*** Opening of SUPPLIED ENTRIES ***
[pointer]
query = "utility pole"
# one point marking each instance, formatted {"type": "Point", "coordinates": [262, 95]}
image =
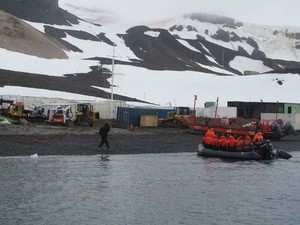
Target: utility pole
{"type": "Point", "coordinates": [112, 74]}
{"type": "Point", "coordinates": [112, 84]}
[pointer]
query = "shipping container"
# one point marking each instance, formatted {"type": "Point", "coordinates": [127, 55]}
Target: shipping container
{"type": "Point", "coordinates": [127, 116]}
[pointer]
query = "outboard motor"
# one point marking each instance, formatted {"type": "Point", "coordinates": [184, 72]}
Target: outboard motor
{"type": "Point", "coordinates": [289, 129]}
{"type": "Point", "coordinates": [266, 150]}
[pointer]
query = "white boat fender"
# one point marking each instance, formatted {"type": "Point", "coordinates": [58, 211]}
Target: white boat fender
{"type": "Point", "coordinates": [34, 156]}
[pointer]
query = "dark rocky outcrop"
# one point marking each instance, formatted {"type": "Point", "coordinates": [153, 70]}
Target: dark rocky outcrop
{"type": "Point", "coordinates": [214, 19]}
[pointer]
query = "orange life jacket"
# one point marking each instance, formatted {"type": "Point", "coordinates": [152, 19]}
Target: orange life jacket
{"type": "Point", "coordinates": [247, 142]}
{"type": "Point", "coordinates": [231, 141]}
{"type": "Point", "coordinates": [223, 142]}
{"type": "Point", "coordinates": [239, 144]}
{"type": "Point", "coordinates": [258, 138]}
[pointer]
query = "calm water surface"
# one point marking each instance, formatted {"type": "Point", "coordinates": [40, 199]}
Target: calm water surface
{"type": "Point", "coordinates": [148, 189]}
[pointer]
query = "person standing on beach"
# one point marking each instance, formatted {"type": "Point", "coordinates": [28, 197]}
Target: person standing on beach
{"type": "Point", "coordinates": [104, 135]}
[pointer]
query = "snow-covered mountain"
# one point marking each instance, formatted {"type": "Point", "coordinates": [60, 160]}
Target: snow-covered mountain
{"type": "Point", "coordinates": [44, 47]}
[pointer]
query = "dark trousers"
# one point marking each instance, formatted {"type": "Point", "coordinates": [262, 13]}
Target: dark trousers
{"type": "Point", "coordinates": [104, 141]}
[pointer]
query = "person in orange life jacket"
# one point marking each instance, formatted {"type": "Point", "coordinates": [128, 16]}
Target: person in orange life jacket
{"type": "Point", "coordinates": [207, 139]}
{"type": "Point", "coordinates": [248, 144]}
{"type": "Point", "coordinates": [239, 143]}
{"type": "Point", "coordinates": [231, 142]}
{"type": "Point", "coordinates": [223, 144]}
{"type": "Point", "coordinates": [210, 132]}
{"type": "Point", "coordinates": [258, 139]}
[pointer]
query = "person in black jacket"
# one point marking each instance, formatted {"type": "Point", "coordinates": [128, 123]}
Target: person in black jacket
{"type": "Point", "coordinates": [104, 135]}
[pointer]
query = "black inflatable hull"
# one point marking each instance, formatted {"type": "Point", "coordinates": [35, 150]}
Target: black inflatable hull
{"type": "Point", "coordinates": [227, 154]}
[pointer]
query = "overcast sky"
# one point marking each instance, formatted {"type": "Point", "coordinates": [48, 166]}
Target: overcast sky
{"type": "Point", "coordinates": [264, 12]}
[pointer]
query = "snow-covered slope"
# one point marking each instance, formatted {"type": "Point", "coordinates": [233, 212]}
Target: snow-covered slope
{"type": "Point", "coordinates": [161, 63]}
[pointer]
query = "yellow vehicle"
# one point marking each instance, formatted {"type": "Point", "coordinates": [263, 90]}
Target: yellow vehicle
{"type": "Point", "coordinates": [85, 114]}
{"type": "Point", "coordinates": [179, 112]}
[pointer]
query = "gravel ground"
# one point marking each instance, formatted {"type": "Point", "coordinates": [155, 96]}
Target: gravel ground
{"type": "Point", "coordinates": [16, 140]}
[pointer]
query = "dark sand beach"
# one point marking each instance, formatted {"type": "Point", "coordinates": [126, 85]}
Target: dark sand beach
{"type": "Point", "coordinates": [42, 139]}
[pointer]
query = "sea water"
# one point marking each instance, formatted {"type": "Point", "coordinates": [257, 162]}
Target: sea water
{"type": "Point", "coordinates": [148, 189]}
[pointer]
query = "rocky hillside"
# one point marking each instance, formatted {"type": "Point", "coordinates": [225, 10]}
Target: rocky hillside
{"type": "Point", "coordinates": [197, 42]}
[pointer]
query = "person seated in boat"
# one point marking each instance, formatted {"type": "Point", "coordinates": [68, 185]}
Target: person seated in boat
{"type": "Point", "coordinates": [231, 142]}
{"type": "Point", "coordinates": [214, 142]}
{"type": "Point", "coordinates": [239, 144]}
{"type": "Point", "coordinates": [258, 139]}
{"type": "Point", "coordinates": [210, 132]}
{"type": "Point", "coordinates": [248, 144]}
{"type": "Point", "coordinates": [223, 143]}
{"type": "Point", "coordinates": [207, 139]}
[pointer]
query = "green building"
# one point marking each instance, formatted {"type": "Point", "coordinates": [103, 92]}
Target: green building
{"type": "Point", "coordinates": [248, 110]}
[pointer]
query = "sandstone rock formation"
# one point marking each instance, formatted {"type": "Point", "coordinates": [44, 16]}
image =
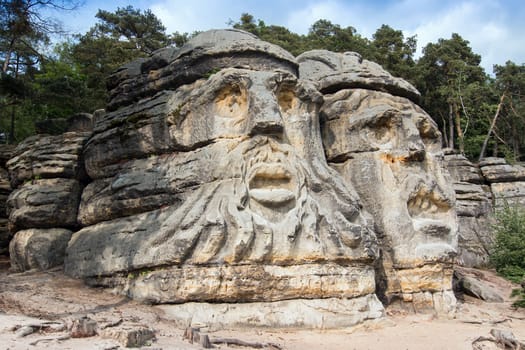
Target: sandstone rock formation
{"type": "Point", "coordinates": [6, 152]}
{"type": "Point", "coordinates": [507, 182]}
{"type": "Point", "coordinates": [389, 150]}
{"type": "Point", "coordinates": [47, 174]}
{"type": "Point", "coordinates": [215, 189]}
{"type": "Point", "coordinates": [228, 176]}
{"type": "Point", "coordinates": [474, 208]}
{"type": "Point", "coordinates": [480, 190]}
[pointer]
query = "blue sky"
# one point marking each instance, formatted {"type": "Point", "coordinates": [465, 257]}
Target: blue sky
{"type": "Point", "coordinates": [495, 28]}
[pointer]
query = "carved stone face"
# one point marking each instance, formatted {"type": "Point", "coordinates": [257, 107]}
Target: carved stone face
{"type": "Point", "coordinates": [290, 205]}
{"type": "Point", "coordinates": [389, 149]}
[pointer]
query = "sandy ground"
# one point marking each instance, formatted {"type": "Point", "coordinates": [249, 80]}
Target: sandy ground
{"type": "Point", "coordinates": [32, 298]}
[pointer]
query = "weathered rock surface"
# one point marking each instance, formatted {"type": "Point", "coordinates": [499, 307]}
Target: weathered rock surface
{"type": "Point", "coordinates": [229, 172]}
{"type": "Point", "coordinates": [389, 150]}
{"type": "Point", "coordinates": [349, 70]}
{"type": "Point", "coordinates": [47, 174]}
{"type": "Point", "coordinates": [297, 313]}
{"type": "Point", "coordinates": [474, 208]}
{"type": "Point", "coordinates": [245, 283]}
{"type": "Point", "coordinates": [470, 284]}
{"type": "Point", "coordinates": [217, 190]}
{"type": "Point", "coordinates": [498, 170]}
{"type": "Point", "coordinates": [202, 56]}
{"type": "Point", "coordinates": [44, 203]}
{"type": "Point", "coordinates": [48, 157]}
{"type": "Point", "coordinates": [80, 122]}
{"type": "Point", "coordinates": [6, 152]}
{"type": "Point", "coordinates": [38, 249]}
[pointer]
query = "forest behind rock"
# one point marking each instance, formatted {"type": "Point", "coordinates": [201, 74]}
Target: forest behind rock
{"type": "Point", "coordinates": [479, 113]}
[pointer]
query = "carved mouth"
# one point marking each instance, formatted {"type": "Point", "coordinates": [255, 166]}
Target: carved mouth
{"type": "Point", "coordinates": [271, 185]}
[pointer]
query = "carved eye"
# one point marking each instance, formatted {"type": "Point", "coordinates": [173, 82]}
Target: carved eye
{"type": "Point", "coordinates": [232, 102]}
{"type": "Point", "coordinates": [287, 100]}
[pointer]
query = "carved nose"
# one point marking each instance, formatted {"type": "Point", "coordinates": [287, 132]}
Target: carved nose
{"type": "Point", "coordinates": [267, 120]}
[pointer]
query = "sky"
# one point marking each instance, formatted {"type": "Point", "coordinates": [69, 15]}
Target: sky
{"type": "Point", "coordinates": [494, 28]}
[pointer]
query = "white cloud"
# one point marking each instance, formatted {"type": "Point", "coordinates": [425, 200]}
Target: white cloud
{"type": "Point", "coordinates": [493, 27]}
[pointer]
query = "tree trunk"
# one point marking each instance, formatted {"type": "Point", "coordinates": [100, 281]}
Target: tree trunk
{"type": "Point", "coordinates": [461, 137]}
{"type": "Point", "coordinates": [445, 134]}
{"type": "Point", "coordinates": [491, 128]}
{"type": "Point", "coordinates": [450, 127]}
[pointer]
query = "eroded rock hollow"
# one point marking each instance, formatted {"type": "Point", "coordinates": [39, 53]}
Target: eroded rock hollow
{"type": "Point", "coordinates": [251, 187]}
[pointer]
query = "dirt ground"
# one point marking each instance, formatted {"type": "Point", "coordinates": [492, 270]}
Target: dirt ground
{"type": "Point", "coordinates": [34, 298]}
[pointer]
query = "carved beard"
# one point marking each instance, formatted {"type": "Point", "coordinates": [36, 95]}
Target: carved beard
{"type": "Point", "coordinates": [280, 209]}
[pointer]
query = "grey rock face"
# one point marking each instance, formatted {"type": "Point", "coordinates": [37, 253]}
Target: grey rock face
{"type": "Point", "coordinates": [6, 152]}
{"type": "Point", "coordinates": [44, 203]}
{"type": "Point", "coordinates": [217, 190]}
{"type": "Point", "coordinates": [48, 157]}
{"type": "Point", "coordinates": [202, 56]}
{"type": "Point", "coordinates": [389, 150]}
{"type": "Point", "coordinates": [474, 207]}
{"type": "Point", "coordinates": [333, 72]}
{"type": "Point", "coordinates": [38, 249]}
{"type": "Point", "coordinates": [297, 313]}
{"type": "Point", "coordinates": [48, 175]}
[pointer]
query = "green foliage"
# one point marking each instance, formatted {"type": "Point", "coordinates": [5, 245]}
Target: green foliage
{"type": "Point", "coordinates": [520, 294]}
{"type": "Point", "coordinates": [508, 255]}
{"type": "Point", "coordinates": [394, 52]}
{"type": "Point", "coordinates": [118, 38]}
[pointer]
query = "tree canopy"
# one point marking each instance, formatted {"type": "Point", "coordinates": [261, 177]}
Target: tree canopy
{"type": "Point", "coordinates": [478, 114]}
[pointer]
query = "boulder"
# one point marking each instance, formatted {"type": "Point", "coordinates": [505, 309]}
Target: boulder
{"type": "Point", "coordinates": [39, 157]}
{"type": "Point", "coordinates": [44, 203]}
{"type": "Point", "coordinates": [477, 288]}
{"type": "Point", "coordinates": [474, 204]}
{"type": "Point", "coordinates": [38, 249]}
{"type": "Point", "coordinates": [202, 56]}
{"type": "Point", "coordinates": [297, 313]}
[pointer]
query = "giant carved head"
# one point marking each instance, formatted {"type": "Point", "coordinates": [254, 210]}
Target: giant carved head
{"type": "Point", "coordinates": [241, 195]}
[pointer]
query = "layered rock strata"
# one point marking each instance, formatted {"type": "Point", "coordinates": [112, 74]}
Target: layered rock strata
{"type": "Point", "coordinates": [480, 190]}
{"type": "Point", "coordinates": [229, 176]}
{"type": "Point", "coordinates": [507, 182]}
{"type": "Point", "coordinates": [47, 174]}
{"type": "Point", "coordinates": [210, 185]}
{"type": "Point", "coordinates": [474, 208]}
{"type": "Point", "coordinates": [6, 152]}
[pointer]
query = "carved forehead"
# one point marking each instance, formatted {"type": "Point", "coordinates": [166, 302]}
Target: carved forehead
{"type": "Point", "coordinates": [366, 107]}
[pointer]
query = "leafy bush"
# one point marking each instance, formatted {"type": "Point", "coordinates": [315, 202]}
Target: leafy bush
*** Close of SUPPLIED ENTRIES ***
TO DO: Look above for the line containing "Target: giant carved head"; copy from it through the last line, exactly, and nothing more.

EXERCISE ANSWER:
Target: giant carved head
{"type": "Point", "coordinates": [241, 195]}
[pointer]
query = "layered rock strata"
# one point marking each instance, formatted {"type": "Point", "coordinates": [112, 74]}
Target: layered rock strata
{"type": "Point", "coordinates": [480, 190]}
{"type": "Point", "coordinates": [229, 176]}
{"type": "Point", "coordinates": [507, 182]}
{"type": "Point", "coordinates": [47, 174]}
{"type": "Point", "coordinates": [210, 185]}
{"type": "Point", "coordinates": [474, 208]}
{"type": "Point", "coordinates": [6, 152]}
[pointer]
query = "carved forehead"
# one point marking each instance, formatted {"type": "Point", "coordinates": [166, 302]}
Target: carved forehead
{"type": "Point", "coordinates": [366, 107]}
[pointer]
query = "leafy bush"
# one point marking each instance, formatted {"type": "Point", "coordinates": [315, 202]}
Target: leafy bush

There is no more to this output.